* Directions for this task *
Quote the stretch of the data below from the line containing "hillside in this photo." through the line containing "[(272, 771)]", character for character.

* Entries provided *
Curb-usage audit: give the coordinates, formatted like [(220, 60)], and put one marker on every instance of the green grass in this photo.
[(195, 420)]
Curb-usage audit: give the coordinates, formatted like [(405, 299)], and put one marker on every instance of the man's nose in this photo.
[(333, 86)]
* * *
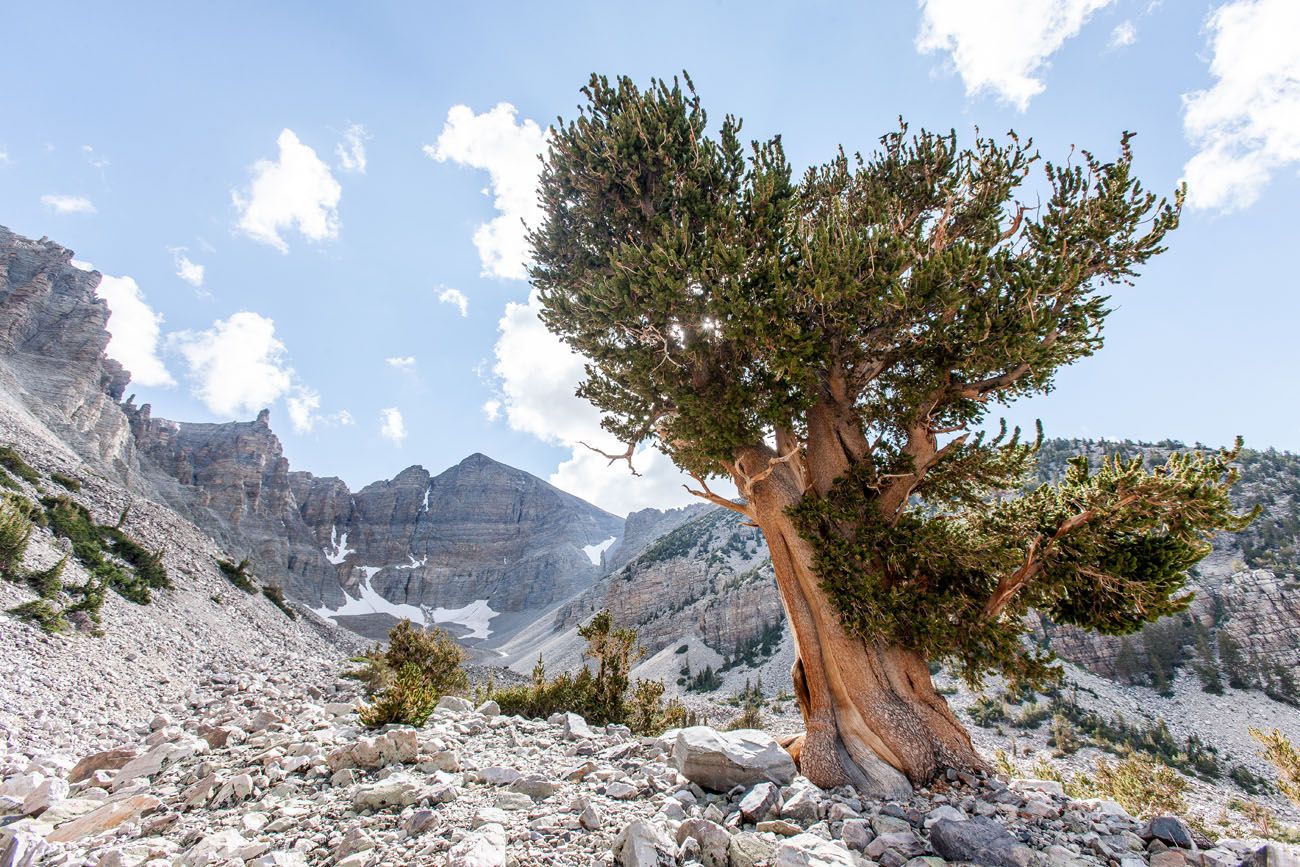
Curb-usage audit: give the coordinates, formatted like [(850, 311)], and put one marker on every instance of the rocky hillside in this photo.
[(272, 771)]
* * *
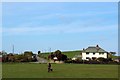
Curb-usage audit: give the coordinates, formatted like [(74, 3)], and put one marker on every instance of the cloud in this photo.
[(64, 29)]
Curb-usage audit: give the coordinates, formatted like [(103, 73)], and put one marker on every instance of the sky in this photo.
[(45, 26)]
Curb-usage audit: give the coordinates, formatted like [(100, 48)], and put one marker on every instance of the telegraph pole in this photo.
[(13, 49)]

* Reply *
Curb-usage audit: give the coordinates, formatted like [(850, 311)], and put one marker on every instance of the rocky hillside in this photo.
[(272, 771)]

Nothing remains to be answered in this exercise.